**TEXTO FORNECIDO**:

A retórica homofóbica

A retórica homofóbica
(Foto: Lula Marques/Agência PT)

 

Examinar as coisas ditas e os modos de dizer e não crer em quem as disse. Esta é uma tarefa incontornável da crítica. Uma das valiosas lições de Michel Foucault indica esse mesmo caminho: interrogar a linguagem, não na direção para a qual ela remete, mas na dimensão histórica e social que a constitui. A conhecida anedota ilustra isso muito bem: quando Pedro fala de Paulo, sabemos mais de Pedro do que de Paulo. O discurso é algo raro. Condicionado por fatores culturais, históricos e sociais, Pedro escolhe dizer algo específico sobre Paulo e o faz de certo modo, em detrimento de tantas outras coisas que a língua e a lógica lhe permitiriam dizer.

**MATERIAL FORNECIDO**:
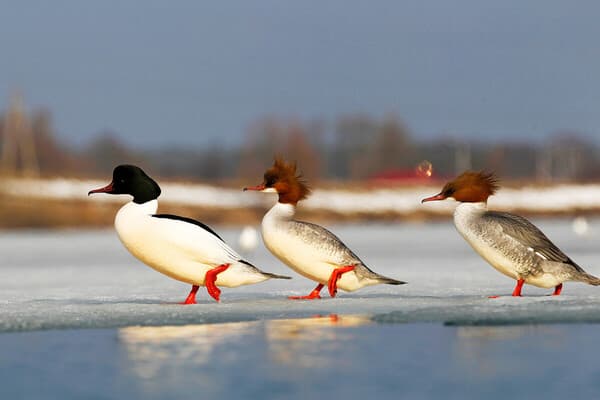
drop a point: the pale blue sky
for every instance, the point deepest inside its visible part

**OBJETIVO**: Prossiga com o texto sobre a retórica homofóbica, dando-lhe continuidade a partir da última frase apresentada.

**RESULTADO**:
Os discursos materializam as ideologias das classes e grupos de uma sociedade, mas também as crenças, as sensibilidades e os afetos dos sujeitos. A despeito de sua complexidade e dos cruzamentos em suas fronteiras, eles poderiam grosso modo ser divididos entre os que pregam a discriminação e mesmo a exclusão das diferenças étnicas, econômicas, sociais e sexuais, por um lado, e os que defendem a inclusão dessas diferenças, por outro. Nesse sentido, o que dizemos e as formas como enunciamos revelam muito mais de nossa sociedade e nós mesmo do que costumamos supor.

Em condições históricas de retrocessos políticos e comportamentais, os discursos da exclusão certamente encontram um solo mais fértil para sua reprodução. Mas, tais discursos não desaparecem nos contextos de conquistas inclusivas. Era este o cenário no início do terceiro mandato consecutivo do Partido dos Trabalhadores na presidência da República: várias políticas afirmativas já haviam sido instauradas e outras começavam a ser propostas e implantadas.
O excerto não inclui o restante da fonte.